## EXERCISE
Count the lines below that contain the string "dresser" and give only that number.

[Coordinate annotation lines]
========
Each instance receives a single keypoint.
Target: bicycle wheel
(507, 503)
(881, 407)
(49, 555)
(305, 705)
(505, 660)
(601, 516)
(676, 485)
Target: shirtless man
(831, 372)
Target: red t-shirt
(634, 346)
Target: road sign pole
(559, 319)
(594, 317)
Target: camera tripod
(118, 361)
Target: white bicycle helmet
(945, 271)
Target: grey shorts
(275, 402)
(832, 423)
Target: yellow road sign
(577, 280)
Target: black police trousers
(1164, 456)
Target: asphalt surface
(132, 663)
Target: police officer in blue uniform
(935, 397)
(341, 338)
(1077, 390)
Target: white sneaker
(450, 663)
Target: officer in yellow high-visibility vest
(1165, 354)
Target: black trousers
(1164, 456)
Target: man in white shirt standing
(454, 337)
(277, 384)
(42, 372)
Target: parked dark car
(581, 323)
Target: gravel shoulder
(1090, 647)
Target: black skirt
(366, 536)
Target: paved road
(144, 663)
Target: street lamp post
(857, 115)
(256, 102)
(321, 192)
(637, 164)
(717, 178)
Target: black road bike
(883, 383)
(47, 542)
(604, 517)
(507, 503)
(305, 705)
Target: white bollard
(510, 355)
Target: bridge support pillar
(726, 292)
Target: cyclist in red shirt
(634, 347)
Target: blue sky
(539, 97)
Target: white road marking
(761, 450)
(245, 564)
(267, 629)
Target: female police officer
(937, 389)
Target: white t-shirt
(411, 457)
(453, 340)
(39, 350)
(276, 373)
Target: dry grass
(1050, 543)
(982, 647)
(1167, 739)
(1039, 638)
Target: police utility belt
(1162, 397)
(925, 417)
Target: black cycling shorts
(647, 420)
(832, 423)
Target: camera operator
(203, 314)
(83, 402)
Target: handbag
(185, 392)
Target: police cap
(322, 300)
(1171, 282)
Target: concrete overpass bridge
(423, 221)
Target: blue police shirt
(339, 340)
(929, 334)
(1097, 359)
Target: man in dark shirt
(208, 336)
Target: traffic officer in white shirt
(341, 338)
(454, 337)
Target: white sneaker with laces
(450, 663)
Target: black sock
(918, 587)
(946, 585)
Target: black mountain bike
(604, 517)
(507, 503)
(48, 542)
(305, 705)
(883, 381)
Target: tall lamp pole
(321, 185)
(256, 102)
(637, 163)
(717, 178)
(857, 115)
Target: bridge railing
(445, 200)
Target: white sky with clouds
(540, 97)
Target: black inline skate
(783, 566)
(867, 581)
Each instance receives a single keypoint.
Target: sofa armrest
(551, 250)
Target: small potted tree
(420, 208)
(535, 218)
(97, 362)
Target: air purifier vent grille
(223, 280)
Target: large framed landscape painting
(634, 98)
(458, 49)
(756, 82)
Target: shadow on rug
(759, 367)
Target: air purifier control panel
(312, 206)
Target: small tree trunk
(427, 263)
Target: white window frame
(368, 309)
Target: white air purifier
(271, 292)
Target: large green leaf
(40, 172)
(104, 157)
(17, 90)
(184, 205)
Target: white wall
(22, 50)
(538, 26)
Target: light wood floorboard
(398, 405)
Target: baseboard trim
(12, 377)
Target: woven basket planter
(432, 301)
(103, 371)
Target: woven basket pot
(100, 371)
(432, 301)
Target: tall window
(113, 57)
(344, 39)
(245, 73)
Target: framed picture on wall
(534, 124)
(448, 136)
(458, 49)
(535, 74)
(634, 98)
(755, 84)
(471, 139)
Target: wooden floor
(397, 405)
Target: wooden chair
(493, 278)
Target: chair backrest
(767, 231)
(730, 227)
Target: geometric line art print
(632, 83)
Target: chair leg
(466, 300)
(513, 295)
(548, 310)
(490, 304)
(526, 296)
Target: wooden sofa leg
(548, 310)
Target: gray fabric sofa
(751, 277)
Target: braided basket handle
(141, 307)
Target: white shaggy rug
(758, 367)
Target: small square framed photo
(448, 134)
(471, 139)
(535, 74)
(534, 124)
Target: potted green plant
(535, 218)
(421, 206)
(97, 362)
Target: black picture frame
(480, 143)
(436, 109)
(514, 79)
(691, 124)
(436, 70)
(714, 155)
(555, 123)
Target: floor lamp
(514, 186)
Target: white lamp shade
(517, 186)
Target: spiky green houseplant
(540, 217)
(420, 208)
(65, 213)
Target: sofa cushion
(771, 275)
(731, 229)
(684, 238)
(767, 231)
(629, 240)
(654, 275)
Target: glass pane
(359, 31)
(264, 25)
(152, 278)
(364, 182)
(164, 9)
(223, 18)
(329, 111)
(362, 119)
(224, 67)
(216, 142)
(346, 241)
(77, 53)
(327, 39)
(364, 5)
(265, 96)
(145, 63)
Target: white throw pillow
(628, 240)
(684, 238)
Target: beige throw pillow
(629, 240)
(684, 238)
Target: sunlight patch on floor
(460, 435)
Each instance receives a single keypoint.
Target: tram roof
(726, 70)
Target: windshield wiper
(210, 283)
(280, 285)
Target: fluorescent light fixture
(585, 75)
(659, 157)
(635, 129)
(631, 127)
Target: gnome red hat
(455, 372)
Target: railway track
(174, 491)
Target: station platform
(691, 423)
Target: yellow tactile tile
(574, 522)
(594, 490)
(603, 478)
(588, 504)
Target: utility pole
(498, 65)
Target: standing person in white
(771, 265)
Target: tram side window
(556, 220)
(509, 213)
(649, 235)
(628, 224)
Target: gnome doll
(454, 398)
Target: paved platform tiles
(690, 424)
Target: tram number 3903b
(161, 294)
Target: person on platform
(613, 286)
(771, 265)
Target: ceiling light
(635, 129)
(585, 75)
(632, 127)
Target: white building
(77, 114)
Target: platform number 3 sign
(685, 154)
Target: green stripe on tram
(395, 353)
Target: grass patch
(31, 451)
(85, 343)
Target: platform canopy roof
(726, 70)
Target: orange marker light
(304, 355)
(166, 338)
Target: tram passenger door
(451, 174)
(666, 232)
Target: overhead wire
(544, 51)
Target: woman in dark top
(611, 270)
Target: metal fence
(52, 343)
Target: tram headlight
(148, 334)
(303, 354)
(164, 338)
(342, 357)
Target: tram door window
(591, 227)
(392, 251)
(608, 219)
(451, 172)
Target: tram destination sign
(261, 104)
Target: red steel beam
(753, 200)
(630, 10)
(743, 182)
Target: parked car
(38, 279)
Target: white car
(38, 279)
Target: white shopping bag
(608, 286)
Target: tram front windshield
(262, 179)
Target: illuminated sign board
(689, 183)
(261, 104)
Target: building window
========
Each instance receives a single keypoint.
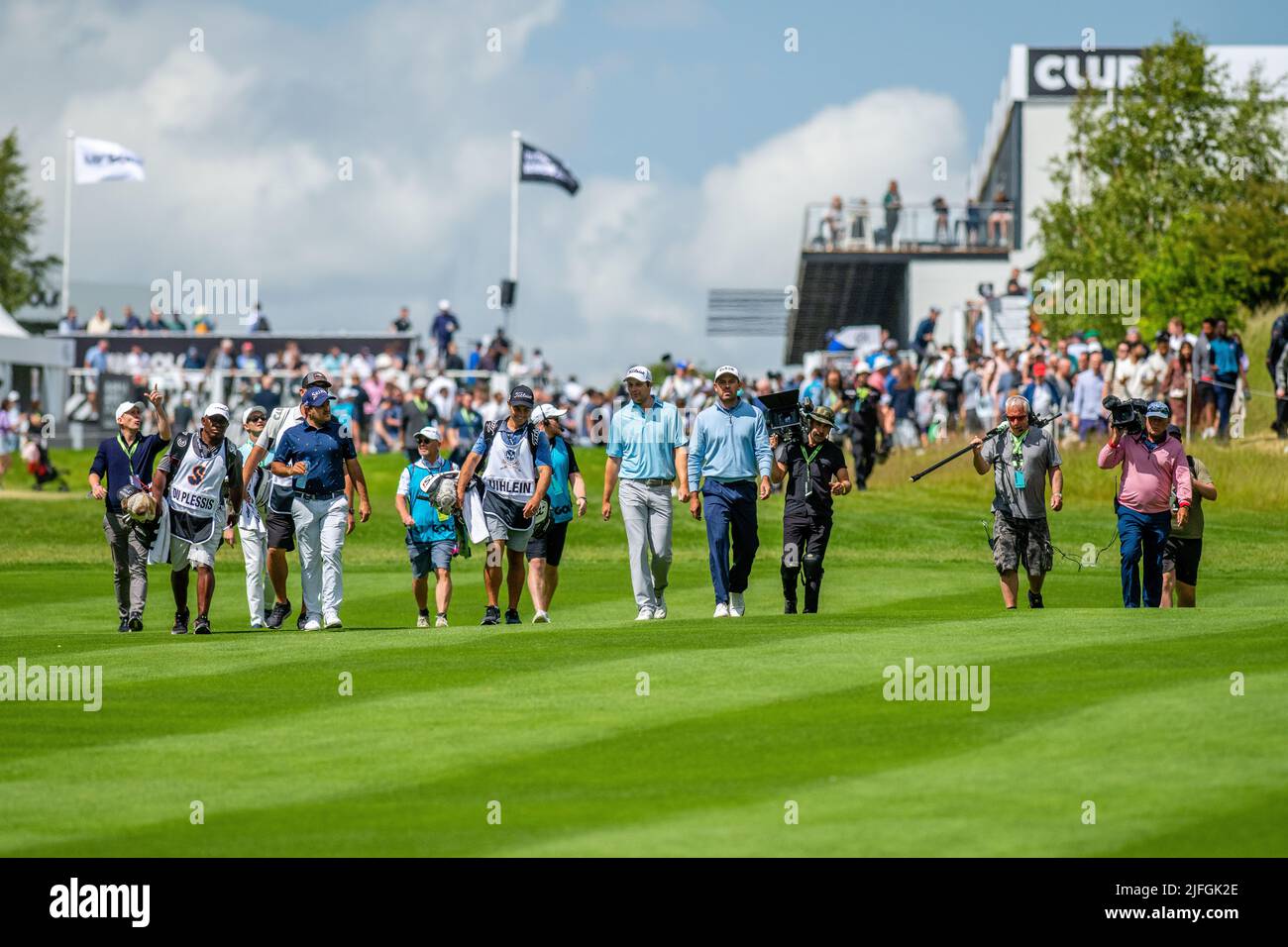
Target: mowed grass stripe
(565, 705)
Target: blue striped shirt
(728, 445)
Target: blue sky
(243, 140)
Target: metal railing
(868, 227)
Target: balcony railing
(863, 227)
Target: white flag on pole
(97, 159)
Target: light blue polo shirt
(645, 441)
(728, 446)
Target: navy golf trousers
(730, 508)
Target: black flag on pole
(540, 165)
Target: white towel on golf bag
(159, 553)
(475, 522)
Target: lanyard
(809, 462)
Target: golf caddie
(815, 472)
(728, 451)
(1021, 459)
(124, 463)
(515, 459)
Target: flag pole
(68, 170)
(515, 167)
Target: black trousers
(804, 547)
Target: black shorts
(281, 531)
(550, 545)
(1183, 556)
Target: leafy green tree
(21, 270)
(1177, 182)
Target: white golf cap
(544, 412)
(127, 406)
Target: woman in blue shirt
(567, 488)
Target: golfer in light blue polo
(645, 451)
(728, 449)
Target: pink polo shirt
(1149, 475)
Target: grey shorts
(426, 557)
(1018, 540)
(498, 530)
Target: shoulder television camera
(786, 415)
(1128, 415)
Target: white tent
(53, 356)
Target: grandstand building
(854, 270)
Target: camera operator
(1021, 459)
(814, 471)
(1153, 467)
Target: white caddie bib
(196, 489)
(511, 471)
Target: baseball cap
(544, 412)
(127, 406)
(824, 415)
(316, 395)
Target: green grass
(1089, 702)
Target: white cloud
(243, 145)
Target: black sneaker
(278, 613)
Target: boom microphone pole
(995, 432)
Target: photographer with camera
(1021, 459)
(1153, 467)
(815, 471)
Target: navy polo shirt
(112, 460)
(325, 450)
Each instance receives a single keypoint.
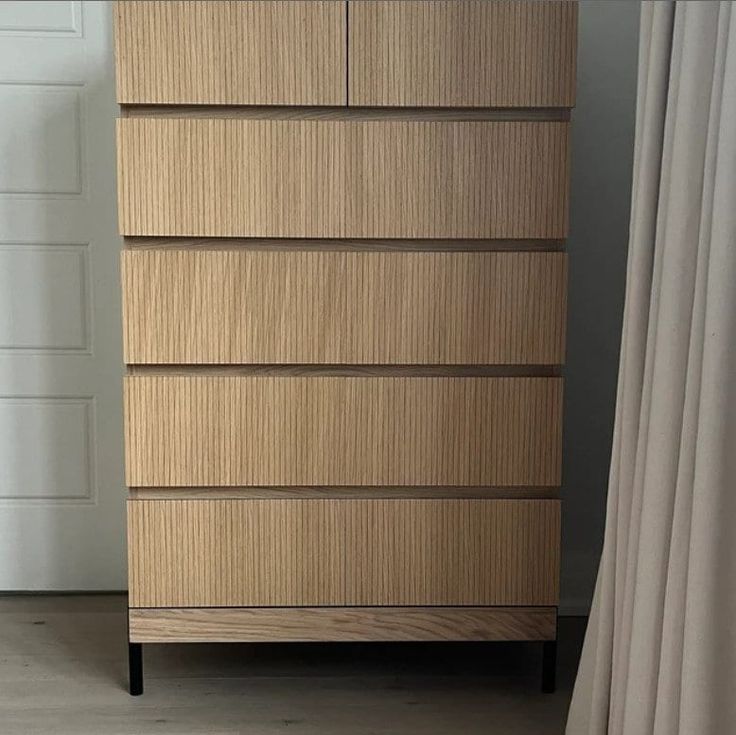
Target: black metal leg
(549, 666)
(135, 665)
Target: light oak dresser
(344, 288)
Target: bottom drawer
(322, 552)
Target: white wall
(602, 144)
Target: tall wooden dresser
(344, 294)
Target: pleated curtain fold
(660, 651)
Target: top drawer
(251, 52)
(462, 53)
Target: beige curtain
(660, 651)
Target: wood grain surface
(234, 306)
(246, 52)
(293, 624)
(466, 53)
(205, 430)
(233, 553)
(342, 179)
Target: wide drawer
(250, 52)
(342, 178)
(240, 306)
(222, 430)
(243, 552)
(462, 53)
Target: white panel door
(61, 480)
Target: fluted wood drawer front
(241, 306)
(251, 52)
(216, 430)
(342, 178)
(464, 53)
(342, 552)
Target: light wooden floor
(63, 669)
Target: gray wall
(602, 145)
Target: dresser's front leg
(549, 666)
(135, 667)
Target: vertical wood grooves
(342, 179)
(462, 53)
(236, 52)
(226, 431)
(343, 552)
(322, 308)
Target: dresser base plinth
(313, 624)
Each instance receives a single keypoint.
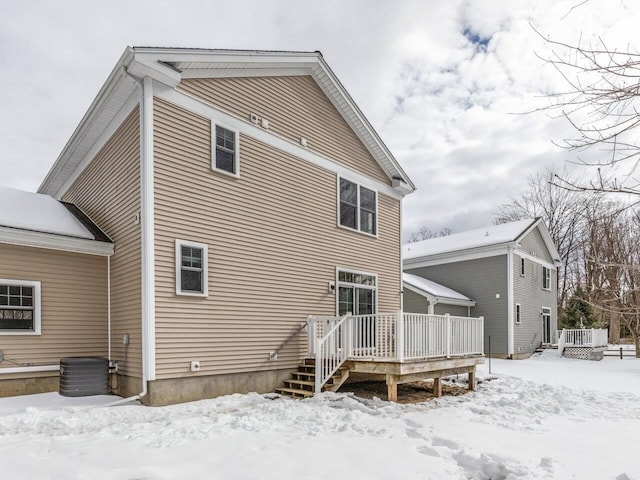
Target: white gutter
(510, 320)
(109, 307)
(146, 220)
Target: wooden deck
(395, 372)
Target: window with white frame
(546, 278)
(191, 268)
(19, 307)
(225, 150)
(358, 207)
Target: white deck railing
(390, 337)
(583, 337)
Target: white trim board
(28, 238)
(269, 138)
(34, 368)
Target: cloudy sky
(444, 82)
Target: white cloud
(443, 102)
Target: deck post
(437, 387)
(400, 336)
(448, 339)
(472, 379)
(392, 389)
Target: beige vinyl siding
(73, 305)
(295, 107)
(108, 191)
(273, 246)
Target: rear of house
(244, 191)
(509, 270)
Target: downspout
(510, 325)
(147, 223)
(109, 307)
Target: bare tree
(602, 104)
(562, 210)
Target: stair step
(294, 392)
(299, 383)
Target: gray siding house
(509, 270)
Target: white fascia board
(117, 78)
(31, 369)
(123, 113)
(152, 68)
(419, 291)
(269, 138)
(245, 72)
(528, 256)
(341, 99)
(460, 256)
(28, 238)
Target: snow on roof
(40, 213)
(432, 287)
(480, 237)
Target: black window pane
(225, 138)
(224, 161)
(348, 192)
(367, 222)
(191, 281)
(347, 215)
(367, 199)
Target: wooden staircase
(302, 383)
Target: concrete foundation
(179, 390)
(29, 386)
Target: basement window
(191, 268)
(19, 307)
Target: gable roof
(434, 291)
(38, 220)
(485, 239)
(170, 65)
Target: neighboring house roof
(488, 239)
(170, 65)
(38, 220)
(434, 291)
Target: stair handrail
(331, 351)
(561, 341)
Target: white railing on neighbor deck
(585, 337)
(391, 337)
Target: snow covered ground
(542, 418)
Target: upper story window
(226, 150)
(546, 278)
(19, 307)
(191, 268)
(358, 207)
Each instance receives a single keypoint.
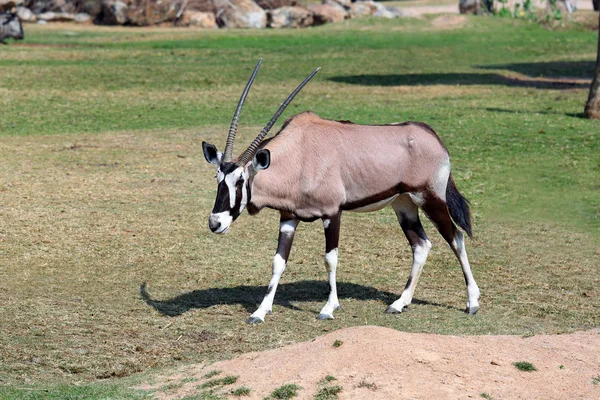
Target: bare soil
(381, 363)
========
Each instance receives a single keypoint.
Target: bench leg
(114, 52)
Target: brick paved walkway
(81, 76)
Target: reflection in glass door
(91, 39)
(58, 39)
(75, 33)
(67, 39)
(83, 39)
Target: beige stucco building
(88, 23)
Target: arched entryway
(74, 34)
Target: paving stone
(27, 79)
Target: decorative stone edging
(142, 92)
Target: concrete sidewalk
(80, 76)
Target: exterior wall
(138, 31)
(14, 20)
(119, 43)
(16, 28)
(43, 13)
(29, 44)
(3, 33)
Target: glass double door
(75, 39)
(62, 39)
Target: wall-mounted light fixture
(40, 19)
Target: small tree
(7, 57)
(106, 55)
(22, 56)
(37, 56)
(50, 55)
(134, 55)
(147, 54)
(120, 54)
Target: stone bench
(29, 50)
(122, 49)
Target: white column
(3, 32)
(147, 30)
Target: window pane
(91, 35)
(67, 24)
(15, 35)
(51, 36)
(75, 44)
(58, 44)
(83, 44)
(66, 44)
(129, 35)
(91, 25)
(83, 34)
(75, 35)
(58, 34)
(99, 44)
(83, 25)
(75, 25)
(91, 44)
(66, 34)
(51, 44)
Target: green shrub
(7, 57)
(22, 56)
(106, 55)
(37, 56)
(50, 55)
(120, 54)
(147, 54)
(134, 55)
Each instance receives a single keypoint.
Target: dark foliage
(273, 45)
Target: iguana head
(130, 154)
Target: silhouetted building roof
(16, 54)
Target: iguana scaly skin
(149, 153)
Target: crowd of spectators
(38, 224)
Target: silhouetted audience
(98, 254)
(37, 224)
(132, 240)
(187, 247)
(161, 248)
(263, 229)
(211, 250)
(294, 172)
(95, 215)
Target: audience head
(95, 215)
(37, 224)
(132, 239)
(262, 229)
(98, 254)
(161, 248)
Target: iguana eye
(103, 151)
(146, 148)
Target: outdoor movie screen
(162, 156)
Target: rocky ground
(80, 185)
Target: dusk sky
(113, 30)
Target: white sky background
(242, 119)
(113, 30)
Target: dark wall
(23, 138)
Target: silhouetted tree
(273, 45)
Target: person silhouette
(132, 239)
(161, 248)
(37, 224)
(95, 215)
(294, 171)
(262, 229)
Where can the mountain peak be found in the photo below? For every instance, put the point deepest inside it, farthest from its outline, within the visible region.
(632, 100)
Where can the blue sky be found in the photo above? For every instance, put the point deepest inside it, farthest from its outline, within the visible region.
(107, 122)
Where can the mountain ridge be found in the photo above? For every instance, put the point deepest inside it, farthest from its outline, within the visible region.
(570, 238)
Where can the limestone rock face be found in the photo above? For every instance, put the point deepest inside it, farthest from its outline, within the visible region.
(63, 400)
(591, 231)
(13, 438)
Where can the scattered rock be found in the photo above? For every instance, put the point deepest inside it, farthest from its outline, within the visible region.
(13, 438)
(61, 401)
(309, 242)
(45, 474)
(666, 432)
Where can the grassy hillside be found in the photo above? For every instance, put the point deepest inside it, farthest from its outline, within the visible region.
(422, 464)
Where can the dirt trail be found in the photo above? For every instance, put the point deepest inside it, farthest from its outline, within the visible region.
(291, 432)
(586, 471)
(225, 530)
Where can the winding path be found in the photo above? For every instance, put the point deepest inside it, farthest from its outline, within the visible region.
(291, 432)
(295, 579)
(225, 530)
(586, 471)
========
## SOLUTION TO THE PROBLEM
4